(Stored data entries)
-- Opening Marker --
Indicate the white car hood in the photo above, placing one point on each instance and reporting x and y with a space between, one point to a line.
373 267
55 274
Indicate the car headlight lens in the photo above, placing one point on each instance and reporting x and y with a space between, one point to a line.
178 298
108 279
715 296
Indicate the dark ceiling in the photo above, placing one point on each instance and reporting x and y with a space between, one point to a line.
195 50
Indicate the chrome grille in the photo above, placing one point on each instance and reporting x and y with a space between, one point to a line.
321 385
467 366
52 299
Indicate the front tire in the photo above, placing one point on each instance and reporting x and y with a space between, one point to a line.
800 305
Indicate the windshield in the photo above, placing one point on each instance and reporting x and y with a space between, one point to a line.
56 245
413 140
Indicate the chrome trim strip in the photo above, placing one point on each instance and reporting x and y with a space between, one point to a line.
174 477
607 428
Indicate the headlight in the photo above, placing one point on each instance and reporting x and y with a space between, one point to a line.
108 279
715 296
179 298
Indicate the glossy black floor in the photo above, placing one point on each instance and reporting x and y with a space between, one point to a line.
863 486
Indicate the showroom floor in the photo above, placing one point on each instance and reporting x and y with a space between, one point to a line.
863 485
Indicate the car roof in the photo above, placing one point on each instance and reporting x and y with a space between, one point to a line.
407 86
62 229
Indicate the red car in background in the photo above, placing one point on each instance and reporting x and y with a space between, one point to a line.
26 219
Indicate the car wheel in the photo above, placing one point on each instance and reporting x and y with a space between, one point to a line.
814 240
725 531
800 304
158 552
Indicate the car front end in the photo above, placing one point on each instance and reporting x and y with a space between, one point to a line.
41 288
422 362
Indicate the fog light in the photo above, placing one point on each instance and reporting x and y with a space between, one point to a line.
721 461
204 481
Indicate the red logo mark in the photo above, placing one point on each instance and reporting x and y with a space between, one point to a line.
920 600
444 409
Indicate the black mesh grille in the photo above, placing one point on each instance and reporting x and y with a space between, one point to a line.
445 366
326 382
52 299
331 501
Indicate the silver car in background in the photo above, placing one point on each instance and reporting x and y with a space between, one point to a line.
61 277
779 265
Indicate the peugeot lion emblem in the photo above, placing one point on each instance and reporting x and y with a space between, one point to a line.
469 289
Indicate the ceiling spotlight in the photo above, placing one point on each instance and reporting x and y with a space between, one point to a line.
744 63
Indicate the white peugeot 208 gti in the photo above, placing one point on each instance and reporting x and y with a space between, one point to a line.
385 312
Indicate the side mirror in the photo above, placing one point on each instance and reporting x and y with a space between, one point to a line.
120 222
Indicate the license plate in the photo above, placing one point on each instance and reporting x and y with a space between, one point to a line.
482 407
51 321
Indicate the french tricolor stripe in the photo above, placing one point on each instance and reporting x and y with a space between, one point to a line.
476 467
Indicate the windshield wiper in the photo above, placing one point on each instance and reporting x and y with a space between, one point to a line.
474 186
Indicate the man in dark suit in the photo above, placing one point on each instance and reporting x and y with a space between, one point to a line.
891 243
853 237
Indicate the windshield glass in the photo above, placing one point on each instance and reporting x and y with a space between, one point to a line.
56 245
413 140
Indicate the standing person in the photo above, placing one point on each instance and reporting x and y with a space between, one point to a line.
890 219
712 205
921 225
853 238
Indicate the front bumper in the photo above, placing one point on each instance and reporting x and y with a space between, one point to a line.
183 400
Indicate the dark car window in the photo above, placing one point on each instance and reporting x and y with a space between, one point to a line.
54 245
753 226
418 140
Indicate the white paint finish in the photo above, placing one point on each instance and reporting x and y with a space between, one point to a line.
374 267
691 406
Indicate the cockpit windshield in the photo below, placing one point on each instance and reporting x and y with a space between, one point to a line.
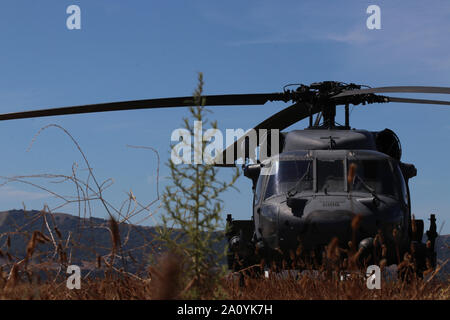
-- Closing Marker --
• **Problem to work on**
Each line of the data should be quoted exactly, with pictures left out.

• **Answer section**
Indicate the white car hood in the photo above, placing one point on each instance and reporting x and y with a space between, one point to a line.
373 267
55 274
Indicate the car headlight lens in the photo above, placing one point on each instance and reporting x and y with a space between, one point to a line.
178 298
108 279
715 296
Indicate the dark ceiling in the photo above, placing one point on each instance and reporting x and y with a space between, one point to a line.
195 50
Indicate the chrome grille in the photo above, placing one point on each instance and reporting x and y with a space between, one point to a line.
321 385
467 366
52 299
Indicate the front tire in the photo above, placing one point on each instance and reporting x and y with a space between, one point to a line.
800 305
Indicate the windshield in the photo above, placing one point on each instance and reporting x and y with a space between, one point to a line.
56 245
413 140
Indicate the chrome trim strip in the photo above, placing one point on each instance and reporting x and y with a space between, one point to a line.
174 477
607 428
Indicate the headlight in the photo above, placing one point on each instance and reporting x and y with a space between, one point to a line.
108 279
715 296
179 298
Indicate the glossy black floor in the photo above, placing one point on each instance and reporting x and y with a space between, one point to a line.
863 486
Indicate the showroom floor in the photo above, placing one point on each instance and reporting x and y with a space between, one point to a line.
863 485
Indicate the car roof in the photo above, placing one point on each instance and reporting x and y with a space between, one point to a line.
407 86
62 229
Indicate the red car in background in the photo above, placing one point on each instance and reporting x and y with a space between, one point to a line.
26 219
Indicate the car wheel in the photo above, placing one point on each instance and reporting x and y with a space between, one point to a line.
814 240
725 531
800 304
158 552
Indicate the car front end in the photo above, placing one point on each instance and reporting x and y with a space between, one point to a line.
41 288
422 362
Indicate the fog light in the photo above, placing one point on each instance and reporting x and y with a space between, one point to a line.
721 461
204 481
Indicate the red logo mark in the photo above, placing one point on each instance and reporting x and y with a space between, one point to a line.
920 600
444 409
Indicate the black mesh grille in the photo above, placing one point on each instance and reporting x and y with a space between, one point to a line.
445 366
326 382
52 299
331 501
Indicate the silver car in background in the photo above, placing one point on each instance and reporting x and y with a space between, one point to a line.
61 277
779 265
Indicate the peugeot lion emblem in the photo above, placing one point on each instance and reporting x and y with a space between, one point to a line.
469 289
Indicate the ceiling spotlight in the photo above, placing one point on each instance and reporting x and y with a space between, one point to a line.
744 63
Indicate the white peugeot 208 gti in the photo above, placing one point on each instance and reporting x and y with a space between, one point to a line.
385 312
Indicate the side mirror in the photo above, placing one point on each instance and reporting x and y with a space between, one point to a line.
120 222
Indicate the license plate in the photo above, placing one point on each instance and reporting x and y with a space between, one point to a line.
482 407
51 321
Indicate the french tricolor stripe in the photo above, placing one point on each instance and reporting x and y with a space between, one point to a line.
476 467
Indicate the windshield wiper in the photo above, placing one point on each instance and reporting x and y with a space between, one point to a line.
474 186
Indicate the man in dark suit in the photo above, placing one point on each instance and reporting x and y with a space between, one point to a line.
891 243
853 237
Indicate the windshield glass in the photo above, placing one point on each instance and reporting x and y with a space between, one point to a line.
56 245
413 140
Indicate the standing person in the photo above, placing one point on each instance and reporting x and y with a space between, one point to a line.
890 219
712 205
921 225
853 238
Indicate the front bumper in the photo above, placing one point on each instance and reporting x and y with a space between, one point to a line.
183 400
Indicate the dark car window in the photo above, placing one point on each instance and reporting x and y with a space between, one point to a line.
54 245
753 226
418 140
Indicate the white paint finish in the photo above, placing one point on each instance and reporting x and y with a space between, one point to a line.
374 267
691 406
Indicate the cockpit windshield in the photo below, placing one point on each instance and reporting x and y with a space between, one point to a line.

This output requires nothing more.